═══ DOCUMENT PASSAGE
According to the monthly employment report recently released by the Department of Labor, the U.S. Leisure & Hospitality sector gained 355,000 jobs in February and the industry's unemployment rate now stands at 13.5%—compared with 379,000 jobs gained and a 6.2% unemployment rate for the overall economy.
Even with the progress made with vaccinations, U.S. Travel Association President and CEO Roger Dow says it's far from clear when travel demand will be able to rebound on its own and the while the report shows travel industry jobs heading in the right direction, "the fact remains that the Leisure & Hospitality sector's total jobs are still at just 80% of the levels we saw last February—a staggering figure. The travel industry lost millions of jobs last year, accounting for nearly 40% of all jobs lost," Dow explained.
Thankfully, some progress in terms of relief for the industry is being made. On March 11, President Biden signed the American Rescue Plan Act of 2021 (a $1.9 trillion COVID-19 relief package) into law. The package includes much-needed federal assistance and substantial support to aid the travel industry's recovery.
══════
═══ INFORMATION SUPPLIED
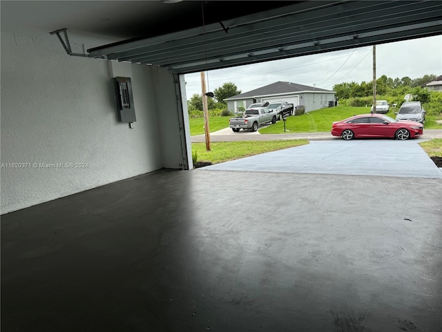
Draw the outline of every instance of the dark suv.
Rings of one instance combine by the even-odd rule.
[[[425,111],[421,102],[405,102],[396,113],[396,120],[417,121],[423,124],[425,122]]]

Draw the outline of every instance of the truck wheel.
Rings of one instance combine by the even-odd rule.
[[[258,130],[258,122],[253,122],[253,124],[251,127],[252,131],[256,131]]]

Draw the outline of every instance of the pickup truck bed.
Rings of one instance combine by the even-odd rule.
[[[257,107],[247,109],[242,116],[231,118],[229,119],[229,124],[235,132],[238,132],[241,129],[256,131],[261,124],[275,123],[276,117],[277,114],[267,107]]]

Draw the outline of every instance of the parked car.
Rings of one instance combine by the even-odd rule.
[[[256,109],[256,107],[267,107],[269,106],[269,102],[256,102],[249,105],[247,109]]]
[[[423,124],[425,123],[425,113],[421,102],[405,102],[396,113],[396,120],[417,121]]]
[[[255,107],[246,109],[241,116],[229,119],[229,127],[238,133],[240,129],[256,131],[260,125],[276,122],[276,113],[267,107]]]
[[[423,124],[398,121],[383,114],[361,114],[333,122],[332,135],[345,140],[359,138],[391,138],[407,140],[423,133]]]
[[[372,105],[372,109],[370,113],[373,113],[373,105]],[[376,100],[376,113],[388,113],[390,111],[390,104],[387,100]]]

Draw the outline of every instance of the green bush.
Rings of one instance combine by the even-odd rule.
[[[305,107],[304,105],[298,105],[295,108],[295,116],[300,116],[305,113]]]
[[[430,102],[423,103],[423,109],[429,116],[442,115],[442,92],[430,91]]]
[[[357,97],[356,98],[349,98],[347,100],[340,100],[339,104],[343,105],[343,102],[345,103],[346,106],[351,106],[352,107],[365,107],[366,106],[371,107],[373,104],[373,97]]]

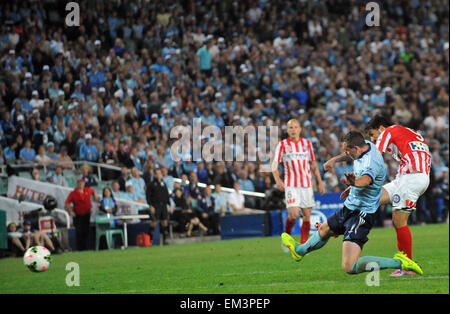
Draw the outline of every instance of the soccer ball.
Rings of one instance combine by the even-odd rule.
[[[43,246],[32,246],[23,256],[23,263],[32,272],[41,272],[48,269],[50,261],[50,251]]]

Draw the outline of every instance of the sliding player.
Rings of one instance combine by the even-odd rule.
[[[315,161],[311,142],[300,137],[301,131],[298,120],[288,121],[288,138],[277,145],[272,163],[272,173],[277,187],[285,190],[286,207],[289,213],[285,232],[291,234],[301,209],[303,222],[300,243],[305,243],[309,237],[311,210],[315,204],[311,170],[317,180],[319,192],[325,194],[326,190]],[[279,163],[282,163],[284,167],[284,182],[280,178]]]
[[[297,245],[289,234],[283,233],[281,239],[291,251],[292,258],[300,261],[306,254],[322,248],[331,236],[343,234],[342,268],[346,273],[358,274],[372,271],[373,267],[370,267],[369,263],[376,263],[378,269],[401,268],[423,274],[420,266],[403,252],[396,253],[394,258],[360,257],[379,207],[386,169],[381,153],[374,144],[365,141],[360,132],[349,132],[344,137],[343,148],[344,154],[333,157],[329,161],[334,164],[348,157],[354,160],[354,173],[345,174],[345,181],[350,185],[350,192],[344,207],[322,224],[305,244]]]

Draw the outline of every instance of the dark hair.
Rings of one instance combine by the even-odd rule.
[[[383,116],[381,114],[377,114],[375,117],[370,119],[369,122],[367,122],[365,131],[368,132],[369,130],[378,130],[380,126],[384,126],[385,128],[392,125],[391,120],[389,120],[388,117]]]
[[[362,135],[362,133],[359,131],[348,132],[342,138],[342,142],[347,143],[349,148],[353,148],[355,146],[363,147],[364,145],[366,145],[364,135]]]

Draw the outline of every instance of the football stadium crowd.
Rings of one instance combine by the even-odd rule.
[[[324,173],[323,163],[343,134],[384,113],[429,143],[430,203],[448,192],[447,1],[383,1],[378,27],[366,25],[364,1],[76,2],[72,27],[64,1],[0,4],[2,163],[86,160],[125,177],[137,168],[144,182],[161,167],[183,182],[267,193],[273,178],[259,161],[174,162],[170,131],[200,118],[284,136],[295,118],[327,191],[338,192],[351,166]],[[391,181],[397,163],[386,162]],[[109,179],[125,190],[119,176]]]

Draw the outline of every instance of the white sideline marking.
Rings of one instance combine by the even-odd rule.
[[[292,272],[292,271],[278,271],[278,272]],[[274,272],[254,272],[254,273],[236,273],[236,274],[222,274],[225,276],[231,276],[231,275],[251,275],[256,273],[277,273]],[[403,276],[400,280],[433,280],[433,279],[448,279],[448,275],[441,275],[441,276]],[[381,278],[380,280],[383,281],[394,281],[399,280],[398,278]],[[336,281],[336,280],[321,280],[321,281],[302,281],[302,284],[314,284],[314,285],[326,285],[326,284],[336,284],[336,283],[344,283],[345,281]],[[299,282],[300,283],[300,282]],[[292,285],[292,282],[273,282],[273,283],[267,283],[267,284],[238,284],[238,285],[227,285],[227,288],[242,288],[242,287],[271,287],[271,286],[285,286],[285,285]],[[218,286],[203,286],[203,287],[186,287],[186,288],[168,288],[168,289],[143,289],[143,290],[124,290],[124,291],[112,291],[112,292],[96,292],[100,294],[106,294],[106,293],[146,293],[150,291],[161,291],[161,292],[169,292],[169,291],[188,291],[188,290],[205,290],[205,289],[215,289],[219,288]]]

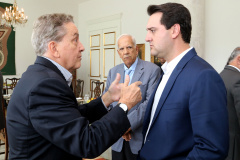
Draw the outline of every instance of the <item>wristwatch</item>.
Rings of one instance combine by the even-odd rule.
[[[121,107],[123,109],[123,111],[127,114],[128,112],[128,108],[127,105],[124,103],[119,103],[119,107]]]

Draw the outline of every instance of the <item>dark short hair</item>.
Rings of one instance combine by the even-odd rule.
[[[162,19],[160,19],[160,23],[166,29],[170,29],[174,24],[179,24],[182,39],[184,42],[190,43],[192,33],[191,14],[185,6],[179,3],[150,5],[147,12],[150,16],[156,12],[161,12]]]

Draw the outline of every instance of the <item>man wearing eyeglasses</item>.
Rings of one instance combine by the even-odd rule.
[[[140,86],[142,101],[128,112],[131,128],[112,146],[112,160],[135,160],[142,146],[142,122],[147,102],[160,77],[161,70],[157,65],[138,58],[136,41],[129,34],[123,34],[118,38],[118,54],[124,63],[109,71],[105,91],[108,90],[117,73],[121,75],[120,83],[124,81],[126,75],[129,75],[129,84],[136,81],[142,82]],[[115,106],[117,103],[114,102],[111,105]]]

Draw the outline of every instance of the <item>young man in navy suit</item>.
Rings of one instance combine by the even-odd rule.
[[[128,86],[127,76],[120,85],[118,74],[103,96],[78,106],[70,88],[71,71],[81,66],[84,47],[73,17],[39,17],[32,45],[37,59],[23,73],[8,105],[9,159],[97,157],[130,127],[126,113],[141,101],[141,82]],[[109,104],[118,100],[108,112]]]
[[[166,3],[150,5],[148,14],[151,55],[166,62],[146,109],[139,159],[223,160],[229,143],[226,89],[189,45],[190,12]]]

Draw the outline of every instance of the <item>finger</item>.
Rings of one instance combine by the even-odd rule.
[[[125,81],[124,81],[124,86],[128,86],[129,81],[130,81],[130,77],[129,77],[129,75],[126,75]]]
[[[133,84],[135,84],[136,86],[140,86],[142,84],[141,81],[137,81],[137,82],[134,82]]]
[[[113,81],[113,83],[119,83],[119,81],[120,81],[120,79],[121,79],[121,75],[119,74],[119,73],[117,73],[117,75],[116,75],[116,78],[115,78],[115,80]]]

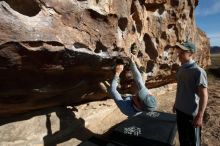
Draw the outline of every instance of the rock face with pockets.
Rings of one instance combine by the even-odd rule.
[[[117,57],[129,60],[133,43],[149,88],[174,82],[177,42],[194,42],[195,59],[206,67],[209,40],[196,27],[197,5],[198,0],[1,0],[0,114],[102,99],[99,82],[111,80]],[[121,90],[130,90],[126,73],[121,81]]]

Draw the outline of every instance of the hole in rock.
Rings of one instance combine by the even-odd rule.
[[[127,25],[128,25],[128,19],[126,17],[122,17],[118,20],[118,26],[122,31],[125,31]]]
[[[93,19],[96,19],[98,21],[104,21],[106,23],[108,23],[108,17],[102,14],[99,14],[98,12],[92,10],[92,9],[88,9],[90,16]]]
[[[107,52],[108,48],[104,46],[100,41],[96,42],[95,53]]]
[[[32,17],[36,16],[41,8],[39,4],[34,0],[4,0],[10,5],[12,9],[20,14]]]
[[[151,3],[148,3],[148,4],[145,4],[144,5],[146,7],[146,9],[148,11],[151,11],[151,12],[155,12],[156,10],[159,9],[159,13],[162,14],[165,10],[165,7],[164,7],[164,4],[151,4]]]
[[[153,60],[149,60],[147,62],[147,69],[146,69],[146,72],[151,72],[154,68],[154,61]]]

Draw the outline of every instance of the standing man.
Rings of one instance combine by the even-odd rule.
[[[177,44],[181,67],[177,72],[177,93],[173,106],[177,114],[180,146],[200,146],[203,115],[208,101],[206,72],[193,60],[191,42]]]

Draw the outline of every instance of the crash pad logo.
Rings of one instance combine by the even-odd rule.
[[[136,126],[124,128],[124,134],[138,136],[141,134],[141,128]]]
[[[147,112],[146,115],[151,117],[151,118],[157,118],[157,117],[160,116],[160,113],[158,113],[158,112]]]

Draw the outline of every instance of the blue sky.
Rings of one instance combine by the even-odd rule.
[[[210,38],[211,46],[220,46],[220,0],[199,0],[196,24]]]

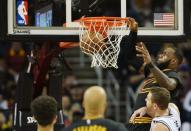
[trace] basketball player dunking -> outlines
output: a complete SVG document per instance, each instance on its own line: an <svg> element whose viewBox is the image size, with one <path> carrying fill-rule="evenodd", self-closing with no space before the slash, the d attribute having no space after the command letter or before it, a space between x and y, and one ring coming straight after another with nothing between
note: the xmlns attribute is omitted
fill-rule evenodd
<svg viewBox="0 0 191 131"><path fill-rule="evenodd" d="M144 43L135 45L136 21L131 19L129 26L134 29L134 37L131 37L130 41L126 37L122 40L118 66L120 69L131 64L137 70L144 69L145 79L140 85L134 111L146 106L145 98L148 93L144 90L152 86L165 87L170 91L171 101L176 102L178 92L182 87L181 80L176 72L177 67L183 60L182 53L174 47L166 47L158 54L156 63L154 63ZM121 58L125 58L127 62L121 61ZM132 60L134 63L131 63ZM152 118L146 114L135 119L134 123L130 121L127 127L130 131L149 131L151 120Z"/></svg>

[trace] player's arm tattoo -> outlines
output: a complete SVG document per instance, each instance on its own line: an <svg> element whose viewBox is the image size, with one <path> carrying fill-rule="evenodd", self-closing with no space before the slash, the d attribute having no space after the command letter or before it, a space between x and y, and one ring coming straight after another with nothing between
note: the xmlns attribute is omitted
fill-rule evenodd
<svg viewBox="0 0 191 131"><path fill-rule="evenodd" d="M153 73L155 79L161 87L164 87L168 90L174 90L176 88L177 82L173 78L169 78L165 73L163 73L157 66L153 64L153 67L150 68L150 71Z"/></svg>

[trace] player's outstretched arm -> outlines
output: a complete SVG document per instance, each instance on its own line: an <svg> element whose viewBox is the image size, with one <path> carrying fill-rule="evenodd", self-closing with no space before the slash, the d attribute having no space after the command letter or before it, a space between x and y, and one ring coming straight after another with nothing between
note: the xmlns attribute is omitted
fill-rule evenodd
<svg viewBox="0 0 191 131"><path fill-rule="evenodd" d="M147 65L149 67L150 71L153 73L155 79L161 87L164 87L168 90L174 90L176 88L177 81L173 78L168 77L152 62L149 51L147 50L143 42L137 44L136 51L139 52L137 56L143 58L144 65Z"/></svg>

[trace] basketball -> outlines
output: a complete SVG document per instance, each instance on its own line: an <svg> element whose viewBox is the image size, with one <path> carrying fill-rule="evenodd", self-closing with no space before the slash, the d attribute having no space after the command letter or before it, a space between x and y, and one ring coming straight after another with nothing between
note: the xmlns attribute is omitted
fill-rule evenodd
<svg viewBox="0 0 191 131"><path fill-rule="evenodd" d="M81 36L80 47L86 54L101 53L106 48L104 39L98 32L87 32Z"/></svg>

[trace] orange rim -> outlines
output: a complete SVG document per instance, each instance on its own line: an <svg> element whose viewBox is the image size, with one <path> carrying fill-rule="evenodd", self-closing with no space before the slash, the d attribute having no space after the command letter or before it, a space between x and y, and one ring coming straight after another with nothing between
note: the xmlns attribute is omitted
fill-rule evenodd
<svg viewBox="0 0 191 131"><path fill-rule="evenodd" d="M73 48L78 46L79 46L79 42L60 42L59 43L60 48Z"/></svg>
<svg viewBox="0 0 191 131"><path fill-rule="evenodd" d="M95 27L100 27L100 26L122 26L124 23L127 23L128 18L121 18L121 17L82 17L80 19L81 23L84 23L86 27L91 27L92 23L94 24Z"/></svg>

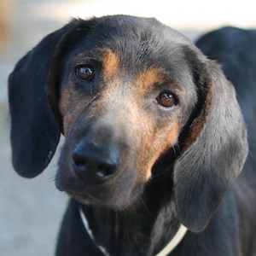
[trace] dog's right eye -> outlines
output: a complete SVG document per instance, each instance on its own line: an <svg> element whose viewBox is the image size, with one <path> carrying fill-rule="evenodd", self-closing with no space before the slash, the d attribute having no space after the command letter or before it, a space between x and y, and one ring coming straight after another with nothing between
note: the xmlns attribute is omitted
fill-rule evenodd
<svg viewBox="0 0 256 256"><path fill-rule="evenodd" d="M95 72L93 67L90 66L80 66L77 67L76 74L82 81L92 81Z"/></svg>

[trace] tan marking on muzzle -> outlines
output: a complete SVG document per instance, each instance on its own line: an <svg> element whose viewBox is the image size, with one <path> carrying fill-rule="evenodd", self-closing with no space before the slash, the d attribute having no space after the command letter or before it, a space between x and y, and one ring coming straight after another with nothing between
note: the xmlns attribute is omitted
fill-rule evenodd
<svg viewBox="0 0 256 256"><path fill-rule="evenodd" d="M149 67L146 71L139 74L136 84L140 89L147 90L156 84L161 84L165 81L166 73L160 68Z"/></svg>

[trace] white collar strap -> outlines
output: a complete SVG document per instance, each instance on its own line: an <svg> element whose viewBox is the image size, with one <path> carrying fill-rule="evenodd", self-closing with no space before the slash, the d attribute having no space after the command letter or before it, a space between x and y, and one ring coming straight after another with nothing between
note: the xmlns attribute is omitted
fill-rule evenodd
<svg viewBox="0 0 256 256"><path fill-rule="evenodd" d="M81 208L79 209L80 212L80 216L81 216L81 219L82 222L84 224L84 226L87 231L87 233L89 234L90 237L91 238L91 240L95 242L95 238L94 236L92 234L91 230L89 227L88 224L88 221L86 219L86 217L84 213L84 212L81 210ZM158 253L155 256L166 256L168 255L170 253L172 253L176 247L180 243L180 241L183 240L183 238L184 237L184 236L186 235L188 231L188 229L186 227L184 227L183 224L180 225L179 229L177 230L176 235L174 236L174 237L168 242L168 244L160 252ZM104 247L102 247L102 246L98 246L98 248L102 251L102 253L105 255L105 256L110 256L106 249Z"/></svg>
══════
• [EXERCISE SET]
1. In the passage on travel industry jobs, what unemployment rate does the Leisure & Hospitality sector have?
2. Pick up the passage on travel industry jobs after its last sentence and continue it.

• [RESPONSES FOR EACH TASK]
1. 13.5%

2.
This news comes on the heels of the CDC issuing new guidance for fully vaccinated people, offering insight into activities that people who are fully vaccinated against COVID-19 can safely resume. Though at the time of publication of this article, the CDC has yet to release guidance specific to travel for fully vaccinated people.
There's additional cause for optimism though, as plans for future travel are on the rise. A recent Longwoods International tracking study of American travelers indicates that 81% of travelers plan to travel in the next six months, an increase of 16 percentage points since mid-January and the highest level since the beginning of the pandemic last March.